Consegna:
Dal brano sulla memoria digitale, riporti i titoli di tutte le questioni fondamentali che, secondo il testo, la ricerca futura dovrà affrontare.

6.2 Domande aperte per la ricerca futura
La ricerca futura dovrà affrontare alcune questioni fondamentali:
Ontologia della simulazione: Possiamo davvero simulare una persona o solo le sue tracce digitali? Qual è la relazione tra l’avatar e l’identità del defunto?
Etica della rianimazione: Chi ha il diritto di far “parlare” un morto? Come bilanciare i bisogni dei familiari con il rispetto per l’autonomia del defunto?
Efficacia terapeutica: Il conforto digitale costituisce una forma di terapia o di intrattenimento? Quali sono i criteri per distinguere tra uso costruttivo e uso patologico di queste tecnologie?
Regolamentazione: Come regolare un settore che opera nell’intersezione tra tecnologia, psicologia e spiritualità?
6.3 Verso un’etica della memoria digitale
La sfida per il futuro non è tanto quella di respingere o abbracciare acriticamente queste tecnologie, quanto piuttosto di sviluppare un’etica della memoria digitale che sappia distinguere tra usi costruttivi e distruttivi della replica tecnologica. È necessario un approccio multidisciplinare che coinvolga antropologi, psicologi, tecnologi ed etici per definire linee guida che proteggano sia i diritti dei defunti che il benessere dei familiari.
Il problema non è la tecnologia in sé, ma il significato e l’uso che le società decidono di attribuirle. La memoria digitale può essere un strumento di elaborazione del lutto se utilizzata consapevolmente, ma rischia di diventare una forma di diniego tecnologico se non viene adeguatamente regolamentata e compresa.

Dati di ancoraggio di oggetti in linguaggio naturale:
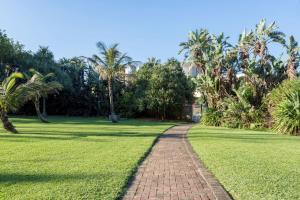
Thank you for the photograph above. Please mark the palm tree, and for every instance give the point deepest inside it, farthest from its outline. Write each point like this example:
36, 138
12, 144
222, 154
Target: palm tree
13, 94
197, 48
110, 65
293, 57
44, 87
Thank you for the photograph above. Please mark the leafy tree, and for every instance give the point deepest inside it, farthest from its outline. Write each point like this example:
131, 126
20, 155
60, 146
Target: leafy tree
13, 94
293, 57
169, 89
44, 86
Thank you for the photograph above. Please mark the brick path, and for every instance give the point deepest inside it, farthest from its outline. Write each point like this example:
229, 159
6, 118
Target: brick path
172, 171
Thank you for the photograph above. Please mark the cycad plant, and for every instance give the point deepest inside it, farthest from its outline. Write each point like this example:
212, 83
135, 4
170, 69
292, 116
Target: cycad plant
287, 114
13, 94
44, 86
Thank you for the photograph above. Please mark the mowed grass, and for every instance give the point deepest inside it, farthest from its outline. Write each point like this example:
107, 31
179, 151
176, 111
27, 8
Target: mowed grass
250, 164
72, 158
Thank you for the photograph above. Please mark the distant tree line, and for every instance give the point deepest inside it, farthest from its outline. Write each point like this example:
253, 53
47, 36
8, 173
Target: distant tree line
90, 86
245, 85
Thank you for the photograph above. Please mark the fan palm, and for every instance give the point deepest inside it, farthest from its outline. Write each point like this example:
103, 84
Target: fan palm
265, 34
293, 57
110, 65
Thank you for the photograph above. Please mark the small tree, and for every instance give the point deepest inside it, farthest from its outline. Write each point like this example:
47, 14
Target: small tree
44, 87
13, 94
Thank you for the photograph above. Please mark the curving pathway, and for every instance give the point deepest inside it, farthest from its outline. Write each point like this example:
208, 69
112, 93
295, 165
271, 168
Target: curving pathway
172, 171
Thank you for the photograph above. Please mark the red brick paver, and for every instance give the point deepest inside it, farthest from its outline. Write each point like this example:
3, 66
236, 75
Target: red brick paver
172, 172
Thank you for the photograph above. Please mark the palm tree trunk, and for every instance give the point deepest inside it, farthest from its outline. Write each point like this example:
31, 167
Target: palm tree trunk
291, 70
111, 101
6, 123
38, 112
44, 107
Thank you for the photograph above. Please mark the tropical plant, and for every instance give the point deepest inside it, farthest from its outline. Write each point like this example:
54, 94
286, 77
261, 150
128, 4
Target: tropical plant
13, 94
293, 57
44, 86
111, 65
211, 117
283, 106
287, 114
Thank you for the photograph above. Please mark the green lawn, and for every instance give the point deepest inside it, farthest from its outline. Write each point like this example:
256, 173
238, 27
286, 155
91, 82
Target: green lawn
250, 164
72, 158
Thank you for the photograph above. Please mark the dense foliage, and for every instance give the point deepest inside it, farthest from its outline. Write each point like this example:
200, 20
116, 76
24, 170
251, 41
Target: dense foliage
99, 85
234, 80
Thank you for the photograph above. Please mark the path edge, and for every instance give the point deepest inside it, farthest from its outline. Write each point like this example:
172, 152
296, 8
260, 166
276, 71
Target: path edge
133, 172
216, 187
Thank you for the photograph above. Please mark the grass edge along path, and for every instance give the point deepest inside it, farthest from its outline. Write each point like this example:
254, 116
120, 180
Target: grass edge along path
250, 164
130, 178
73, 157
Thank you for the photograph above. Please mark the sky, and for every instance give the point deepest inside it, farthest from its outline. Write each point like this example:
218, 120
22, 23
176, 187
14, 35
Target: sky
143, 28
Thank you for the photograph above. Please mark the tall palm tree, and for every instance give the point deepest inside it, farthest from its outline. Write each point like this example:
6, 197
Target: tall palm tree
293, 57
265, 34
110, 64
197, 48
13, 94
44, 87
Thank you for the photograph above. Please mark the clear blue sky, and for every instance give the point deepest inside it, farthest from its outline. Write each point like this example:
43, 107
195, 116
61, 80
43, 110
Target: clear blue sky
144, 28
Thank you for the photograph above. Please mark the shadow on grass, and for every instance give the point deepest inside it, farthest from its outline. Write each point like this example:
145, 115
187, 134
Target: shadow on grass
67, 135
14, 178
88, 121
245, 137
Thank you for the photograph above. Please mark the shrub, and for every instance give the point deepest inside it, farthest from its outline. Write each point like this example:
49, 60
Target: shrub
211, 117
284, 107
287, 114
241, 115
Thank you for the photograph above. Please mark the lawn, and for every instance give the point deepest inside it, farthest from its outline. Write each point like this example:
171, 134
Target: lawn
72, 158
250, 164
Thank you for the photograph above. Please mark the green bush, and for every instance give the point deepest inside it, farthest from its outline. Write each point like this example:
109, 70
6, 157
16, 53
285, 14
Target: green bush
241, 115
287, 114
284, 107
211, 117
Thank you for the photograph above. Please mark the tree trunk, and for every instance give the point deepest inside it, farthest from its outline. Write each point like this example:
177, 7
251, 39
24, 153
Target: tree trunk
44, 107
38, 112
111, 101
6, 123
291, 69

Risultato:
Ontologia della simulazione; Etica della rianimazione; Efficacia terapeutica; Regolamentazione.